* Data rows

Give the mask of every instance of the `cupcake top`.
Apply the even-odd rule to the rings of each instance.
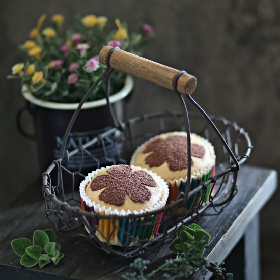
[[[102,168],[86,185],[85,192],[95,205],[112,210],[132,212],[153,209],[159,203],[161,206],[163,197],[167,199],[162,187],[164,182],[154,175],[131,165]]]
[[[191,175],[200,177],[215,164],[212,144],[191,134]],[[154,137],[134,152],[130,163],[151,170],[165,181],[185,179],[187,176],[187,133],[170,132]]]

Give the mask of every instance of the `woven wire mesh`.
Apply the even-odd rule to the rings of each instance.
[[[107,70],[100,78],[101,80],[107,77],[107,100],[108,85],[112,71],[107,65]],[[86,96],[74,113],[72,122],[86,99]],[[222,211],[237,192],[239,164],[248,157],[252,148],[250,138],[235,123],[222,117],[209,117],[190,97],[189,101],[201,114],[189,113],[183,98],[180,95],[179,97],[183,113],[146,114],[123,122],[116,122],[110,107],[115,127],[71,151],[65,149],[71,128],[71,124],[69,124],[61,157],[43,174],[47,217],[58,234],[65,237],[75,235],[108,253],[131,257],[158,249],[163,242],[175,236],[181,225],[187,225],[207,214],[209,207],[214,209],[215,214]],[[214,176],[203,178],[194,189],[189,189],[189,182],[185,192],[180,192],[175,201],[152,212],[126,216],[107,215],[85,207],[81,208],[78,186],[88,172],[101,166],[129,164],[135,149],[159,134],[186,131],[189,135],[190,123],[195,128],[192,132],[207,139],[214,146],[217,157]],[[71,157],[77,159],[79,168],[73,169],[67,165]],[[89,164],[90,169],[85,167]],[[190,174],[189,171],[188,174]],[[112,242],[117,236],[120,246],[115,246]]]

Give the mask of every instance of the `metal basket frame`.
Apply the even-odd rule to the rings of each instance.
[[[46,172],[42,174],[42,191],[45,201],[47,217],[53,229],[59,234],[67,237],[74,234],[76,236],[86,238],[96,247],[107,253],[125,257],[132,257],[158,249],[163,242],[175,237],[177,230],[180,225],[190,223],[195,219],[199,218],[202,215],[206,214],[206,210],[209,207],[213,208],[216,214],[220,213],[236,193],[236,183],[239,165],[249,157],[252,145],[248,133],[235,123],[229,122],[222,117],[209,117],[190,95],[187,95],[186,97],[177,91],[178,80],[181,75],[185,73],[185,71],[178,72],[173,80],[174,90],[177,92],[183,108],[183,114],[174,112],[153,113],[133,118],[126,122],[117,121],[109,99],[110,76],[114,70],[110,66],[110,57],[117,48],[113,48],[108,52],[106,59],[106,69],[89,89],[73,114],[65,134],[60,158],[53,161]],[[74,122],[83,104],[92,90],[104,79],[106,79],[106,99],[112,117],[114,127],[99,134],[97,137],[85,144],[80,146],[78,148],[68,151],[66,150],[65,147]],[[195,114],[188,111],[185,98],[186,98],[188,101],[194,105],[200,114]],[[142,134],[136,135],[133,131],[134,127],[141,123],[145,126],[145,124],[151,120],[157,119],[160,130],[164,131],[165,130],[163,129],[164,128],[164,118],[174,118],[175,120],[179,120],[181,118],[184,120],[184,125],[182,124],[181,127],[182,130],[184,129],[184,127],[188,135],[188,174],[191,174],[191,171],[189,119],[190,118],[198,118],[203,119],[204,121],[205,120],[206,125],[204,126],[203,131],[201,132],[201,134],[203,133],[205,138],[209,139],[211,128],[214,132],[216,138],[222,144],[223,158],[217,165],[217,167],[220,167],[220,171],[214,176],[208,178],[206,181],[202,182],[192,190],[189,189],[190,176],[188,176],[185,193],[181,192],[175,201],[171,202],[164,208],[152,212],[138,215],[131,214],[122,216],[105,215],[98,213],[83,211],[80,207],[78,206],[79,204],[80,204],[80,202],[78,198],[75,197],[75,180],[78,177],[80,178],[80,181],[81,181],[82,178],[85,177],[85,175],[81,172],[83,155],[86,154],[90,154],[93,159],[96,161],[98,166],[100,163],[102,164],[102,162],[100,162],[94,155],[90,154],[88,151],[88,148],[99,142],[104,150],[104,159],[107,162],[109,162],[111,164],[127,163],[127,161],[122,157],[121,152],[117,145],[117,143],[124,144],[128,142],[131,150],[133,151],[136,148],[134,147],[133,142],[137,137],[139,138],[139,136],[141,136],[147,139],[156,134],[155,132],[155,133],[152,133],[151,135],[150,134],[146,135],[146,132],[142,132]],[[222,126],[221,133],[216,125],[217,124]],[[122,136],[117,140],[112,140],[110,136],[116,131],[121,132]],[[234,139],[232,138],[233,137],[233,133],[235,134]],[[114,158],[110,158],[107,156],[106,145],[104,145],[105,141],[109,142],[115,146],[117,151],[117,155]],[[125,148],[125,146],[123,145],[122,148],[124,147]],[[243,151],[240,152],[240,149],[242,148]],[[234,153],[232,149],[234,149]],[[68,170],[66,166],[69,158],[78,153],[81,154],[80,168],[78,170],[75,171]],[[225,166],[225,164],[227,166]],[[53,174],[55,173],[56,173],[55,184],[53,185],[52,181],[54,181]],[[72,179],[71,193],[68,195],[65,193],[64,186],[63,174],[65,173],[71,176]],[[208,197],[206,197],[206,190],[209,185],[211,186],[210,194]],[[214,194],[213,188],[217,186],[218,186],[217,189]],[[191,207],[187,209],[187,202],[188,200],[189,201],[190,198],[193,198],[193,202]],[[206,201],[207,201],[207,203],[205,203]],[[198,201],[198,203],[197,203],[196,202]],[[180,211],[180,214],[176,214],[179,210]],[[147,240],[147,238],[142,239],[139,237],[139,245],[137,246],[129,246],[130,241],[134,240],[133,238],[134,238],[131,234],[131,229],[133,227],[137,226],[137,221],[139,220],[139,219],[142,220],[147,219],[147,221],[145,220],[144,223],[142,222],[141,226],[143,227],[142,232],[144,232],[142,235],[145,236],[145,232],[148,230],[151,223],[154,223],[154,226],[157,225],[155,221],[151,221],[149,217],[153,217],[153,215],[161,214],[161,213],[162,213],[162,218],[160,222],[160,225],[158,225],[160,227],[159,234],[152,240]],[[124,231],[123,229],[118,228],[118,222],[116,221],[124,220],[125,219],[129,219],[131,222],[130,228]],[[104,236],[105,242],[101,241],[96,236],[95,232],[98,231],[98,223],[102,219],[110,220],[114,229],[123,231],[122,233],[125,235],[128,240],[126,245],[113,246],[110,241],[110,236],[109,238]],[[87,231],[85,227],[87,228]]]

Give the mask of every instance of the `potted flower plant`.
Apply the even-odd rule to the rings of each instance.
[[[63,15],[54,15],[51,24],[45,27],[46,18],[45,14],[40,17],[29,34],[30,39],[20,45],[27,58],[24,62],[13,66],[12,75],[8,77],[21,80],[26,108],[34,117],[42,170],[59,157],[62,139],[74,110],[91,85],[104,71],[98,57],[102,47],[117,46],[139,54],[153,34],[152,28],[147,24],[141,25],[137,33],[130,33],[119,19],[112,26],[107,17],[93,14],[76,16],[73,28],[65,30],[62,28]],[[104,83],[98,85],[82,107],[69,135],[67,149],[84,144],[111,124]],[[121,118],[124,99],[131,91],[133,80],[115,71],[110,83],[110,101]],[[20,111],[19,118],[23,111]],[[76,167],[77,160],[69,162],[68,167]],[[91,165],[89,162],[89,167]]]

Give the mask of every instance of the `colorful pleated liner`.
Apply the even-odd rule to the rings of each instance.
[[[211,176],[213,176],[215,175],[215,165],[214,165],[210,170],[203,172],[200,176],[197,177],[192,177],[190,180],[189,191],[194,189],[201,183],[207,181]],[[179,182],[176,182],[175,180],[174,180],[172,182],[168,182],[167,185],[169,188],[169,195],[167,200],[168,204],[172,201],[175,201],[181,192],[185,193],[187,185],[187,180],[180,180]],[[206,191],[202,189],[199,191],[198,194],[195,194],[193,196],[188,198],[186,206],[186,209],[189,210],[194,207],[199,206],[201,200],[203,200],[202,205],[207,203],[209,201],[212,187],[212,184],[209,184],[206,187]],[[215,188],[214,187],[212,193],[211,194],[213,195],[214,193]],[[178,208],[176,209],[175,212],[178,213],[182,212],[182,208]]]
[[[81,199],[82,209],[88,212],[94,212],[93,207],[89,207]],[[105,215],[105,211],[100,212]],[[94,233],[101,241],[110,243],[117,246],[137,246],[144,242],[153,239],[158,232],[163,213],[146,216],[145,217],[120,219],[101,218]],[[87,217],[92,229],[95,224],[93,219]]]
[[[138,246],[146,242],[153,239],[158,232],[160,222],[162,218],[163,213],[149,215],[149,211],[141,211],[136,213],[143,214],[143,216],[137,217],[124,218],[122,216],[132,214],[130,211],[125,212],[122,210],[120,212],[112,211],[110,208],[106,209],[104,206],[100,207],[95,205],[93,205],[93,202],[89,200],[85,192],[85,187],[88,182],[99,171],[97,170],[89,174],[82,182],[80,185],[80,194],[81,195],[81,208],[83,211],[99,213],[103,215],[110,215],[116,214],[119,215],[119,218],[101,218],[98,221],[92,218],[86,217],[89,225],[92,230],[85,225],[87,231],[92,236],[93,234],[100,240],[110,243],[111,245],[122,246]],[[161,200],[154,208],[151,208],[149,211],[160,209],[165,206],[169,195],[169,188],[166,182],[155,173],[143,169],[152,174],[157,179],[157,182],[162,187],[162,194]],[[96,211],[97,209],[97,211]],[[98,225],[96,225],[98,223]]]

* Task brief
Locate all lines above that contain the word "every", treating uppercase and lowercase as different, and copy each such line in full.

* Reply to the task
Give the mask of every instance of the `cupcake top`.
Give the mask of every instance of the `woven wire mesh`.
Give the mask of every instance of the `metal basket frame`.
Give the mask of every instance of the `potted flower plant`.
Give the mask of every instance of the `colorful pleated liner`.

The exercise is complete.